--- start of Working data ---
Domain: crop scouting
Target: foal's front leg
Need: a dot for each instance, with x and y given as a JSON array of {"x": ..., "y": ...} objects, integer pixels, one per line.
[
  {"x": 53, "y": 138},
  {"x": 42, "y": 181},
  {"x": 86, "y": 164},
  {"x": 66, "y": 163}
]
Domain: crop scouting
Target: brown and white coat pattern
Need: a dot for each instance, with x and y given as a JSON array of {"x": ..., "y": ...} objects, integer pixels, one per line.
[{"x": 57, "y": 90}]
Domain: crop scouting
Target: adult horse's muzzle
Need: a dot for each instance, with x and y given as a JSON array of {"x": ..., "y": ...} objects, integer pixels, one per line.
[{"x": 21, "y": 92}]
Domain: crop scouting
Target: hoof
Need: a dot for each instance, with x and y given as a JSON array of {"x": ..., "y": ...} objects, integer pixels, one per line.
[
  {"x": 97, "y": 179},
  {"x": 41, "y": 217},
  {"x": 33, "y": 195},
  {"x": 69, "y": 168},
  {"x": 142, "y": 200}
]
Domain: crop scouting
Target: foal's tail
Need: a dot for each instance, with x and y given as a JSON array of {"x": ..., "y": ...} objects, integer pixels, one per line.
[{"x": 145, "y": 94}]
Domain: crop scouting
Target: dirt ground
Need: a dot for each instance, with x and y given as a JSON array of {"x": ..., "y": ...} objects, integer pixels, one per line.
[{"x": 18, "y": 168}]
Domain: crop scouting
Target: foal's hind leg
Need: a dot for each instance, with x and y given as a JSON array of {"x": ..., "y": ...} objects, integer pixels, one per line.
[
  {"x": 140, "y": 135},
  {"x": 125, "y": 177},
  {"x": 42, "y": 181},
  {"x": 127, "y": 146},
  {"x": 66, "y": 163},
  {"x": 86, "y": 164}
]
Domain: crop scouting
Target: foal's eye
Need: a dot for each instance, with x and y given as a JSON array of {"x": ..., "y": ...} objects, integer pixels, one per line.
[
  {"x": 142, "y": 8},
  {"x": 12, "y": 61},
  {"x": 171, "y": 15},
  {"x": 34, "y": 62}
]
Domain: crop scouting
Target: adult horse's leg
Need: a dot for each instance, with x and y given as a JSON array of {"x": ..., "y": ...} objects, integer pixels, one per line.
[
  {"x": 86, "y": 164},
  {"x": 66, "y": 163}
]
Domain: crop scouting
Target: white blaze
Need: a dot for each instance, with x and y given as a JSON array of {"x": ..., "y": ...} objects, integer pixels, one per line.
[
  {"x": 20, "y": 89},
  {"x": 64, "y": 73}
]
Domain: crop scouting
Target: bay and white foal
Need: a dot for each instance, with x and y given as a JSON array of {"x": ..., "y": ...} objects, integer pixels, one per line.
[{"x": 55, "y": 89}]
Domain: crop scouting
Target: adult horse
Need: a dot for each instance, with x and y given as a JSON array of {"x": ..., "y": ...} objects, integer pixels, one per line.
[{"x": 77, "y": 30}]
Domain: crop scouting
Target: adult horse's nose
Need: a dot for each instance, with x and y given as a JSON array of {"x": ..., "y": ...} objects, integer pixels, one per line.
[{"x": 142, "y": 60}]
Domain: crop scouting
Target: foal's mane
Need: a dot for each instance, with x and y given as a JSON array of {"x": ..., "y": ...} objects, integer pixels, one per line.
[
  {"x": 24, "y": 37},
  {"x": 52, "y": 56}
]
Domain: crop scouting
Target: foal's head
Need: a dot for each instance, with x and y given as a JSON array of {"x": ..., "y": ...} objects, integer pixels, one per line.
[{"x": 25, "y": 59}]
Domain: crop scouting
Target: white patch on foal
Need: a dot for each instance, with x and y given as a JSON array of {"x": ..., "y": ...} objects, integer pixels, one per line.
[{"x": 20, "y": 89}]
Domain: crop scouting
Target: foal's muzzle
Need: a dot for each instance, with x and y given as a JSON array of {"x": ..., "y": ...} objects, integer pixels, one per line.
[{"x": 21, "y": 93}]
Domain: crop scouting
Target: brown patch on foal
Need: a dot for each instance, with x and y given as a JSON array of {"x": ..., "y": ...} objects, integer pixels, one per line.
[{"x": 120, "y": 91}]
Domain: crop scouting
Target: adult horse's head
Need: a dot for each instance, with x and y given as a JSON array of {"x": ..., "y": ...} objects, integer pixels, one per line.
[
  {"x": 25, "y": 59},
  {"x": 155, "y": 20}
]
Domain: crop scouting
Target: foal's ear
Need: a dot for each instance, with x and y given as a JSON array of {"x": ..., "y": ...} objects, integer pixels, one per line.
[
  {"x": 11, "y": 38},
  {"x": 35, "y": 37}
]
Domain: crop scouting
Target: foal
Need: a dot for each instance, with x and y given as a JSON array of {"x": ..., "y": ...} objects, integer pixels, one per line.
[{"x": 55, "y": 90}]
--- end of Working data ---
Aim: Return the full listing, character for character.

Expected answer:
Domain: crop scouting
Target: foal's front leg
Need: a dot for each instance, with x and y given as a JSON array of {"x": ..., "y": ...} objects, integer pixels, one per line.
[
  {"x": 53, "y": 138},
  {"x": 42, "y": 181},
  {"x": 86, "y": 164},
  {"x": 66, "y": 163}
]
Domain: crop scouting
Target: brown and white coat pattern
Need: a dot for each instance, with x and y given as a JSON array of {"x": ..., "y": ...} objects, integer pixels, one per line.
[{"x": 57, "y": 90}]
Domain: crop scouting
Target: adult horse's muzzle
Need: a dot for each instance, with x and y given as a JSON array of {"x": ..., "y": ...} objects, integer pixels, one per line.
[{"x": 21, "y": 92}]
Domain: crop scouting
Target: hoof
Need: a dot for each instance, with x and y given as a JSON array of {"x": ..., "y": ...} objects, integer pixels, one per line.
[
  {"x": 97, "y": 179},
  {"x": 41, "y": 217},
  {"x": 33, "y": 195},
  {"x": 69, "y": 168},
  {"x": 142, "y": 200}
]
Domain: crop scouting
Target: foal's tail
Need: a dot for each instance, with x and y given as a JSON array of {"x": ..., "y": ...} objects, integer pixels, one per line.
[{"x": 145, "y": 94}]
Domain: crop scouting
Target: dirt ground
Need: a dot for each instance, with x and y given as a JSON array of {"x": ..., "y": ...} objects, integer pixels, one per line.
[{"x": 18, "y": 168}]
Domain: crop scouting
Target: foal's hind leg
Need: a dot for each instance, with x and y given as a JSON array of {"x": ..., "y": ...} objects, integer pixels, one per line.
[
  {"x": 140, "y": 135},
  {"x": 125, "y": 177},
  {"x": 42, "y": 181},
  {"x": 127, "y": 146},
  {"x": 66, "y": 163},
  {"x": 86, "y": 164}
]
Domain: crop scouting
Target: foal's eye
Need: a dot for each instance, with x and y given as a JSON array of {"x": ..., "y": ...} objects, integer pixels, one per line.
[
  {"x": 142, "y": 8},
  {"x": 12, "y": 61},
  {"x": 171, "y": 15},
  {"x": 34, "y": 62}
]
Domain: crop scouting
Target: adult horse's leg
Need: a dot for each instance, with x and y given as a JSON array of {"x": ..., "y": ...} objects, integer pixels, one per line.
[
  {"x": 86, "y": 164},
  {"x": 66, "y": 163}
]
Domain: crop scouting
Target: white blaze
Need: a dot for each instance, with x and y given as a JSON array of {"x": ..., "y": ...} objects, integer pixels, one per line.
[
  {"x": 20, "y": 89},
  {"x": 64, "y": 73}
]
Domain: crop scouting
Target: bay and white foal
Need: a dot for each instance, with x and y given as a JSON array of {"x": ..., "y": ...} objects, integer pixels, one per line.
[{"x": 55, "y": 89}]
Domain: crop scouting
Target: adult horse
Need: a dot for each instance, with x and y given as a JSON array of {"x": ..., "y": ...} objects, integer pixels, one per line.
[{"x": 77, "y": 30}]
Domain: crop scouting
Target: adult horse's nose
Need: a dot for each instance, with x and y given as a JSON array of {"x": ..., "y": ...} objects, integer pixels, one per line.
[{"x": 142, "y": 60}]
Domain: crop scouting
Target: foal's mane
Need: a dot for each instance, with x and y given as a JSON array of {"x": ..., "y": ...} objects, integer pixels, one per line.
[
  {"x": 24, "y": 37},
  {"x": 52, "y": 56}
]
Domain: crop scouting
Target: foal's head
Need: a dot for each instance, with x and y given as a JSON array of {"x": ..., "y": ...} objects, integer pixels, one per line.
[{"x": 25, "y": 59}]
Domain: crop scouting
Target: white patch on foal
Need: a dot for each instance, with x and y given as a JSON array of {"x": ..., "y": ...} objects, integer pixels, one per line.
[{"x": 20, "y": 89}]
Domain: crop scouting
Target: foal's muzzle
Need: a dot for each instance, with x and y given as a JSON array of {"x": ..., "y": ...} objects, integer pixels, one per line.
[{"x": 21, "y": 93}]
Domain: crop scouting
Target: brown patch on foal
Need: a dot for each instance, with x and y given as a JSON array of {"x": ..., "y": ...} objects, integer pixels, one per line.
[{"x": 120, "y": 91}]
Domain: crop scouting
Target: adult horse's head
Need: a dot for each instance, with x and y given as a JSON array of {"x": ..., "y": ...} objects, integer pixels, one per line.
[
  {"x": 25, "y": 59},
  {"x": 155, "y": 20}
]
Domain: crop scouting
Target: foal's ear
Need: a dot for each instance, with x and y given as a JSON array of {"x": ..., "y": ...} objects, integer pixels, one per line.
[
  {"x": 11, "y": 38},
  {"x": 35, "y": 37}
]
Domain: crop scouting
Target: foal
Need: a dot for each instance, with x and y given as a JSON array of {"x": ..., "y": ...} objects, integer pixels, one per line.
[{"x": 55, "y": 90}]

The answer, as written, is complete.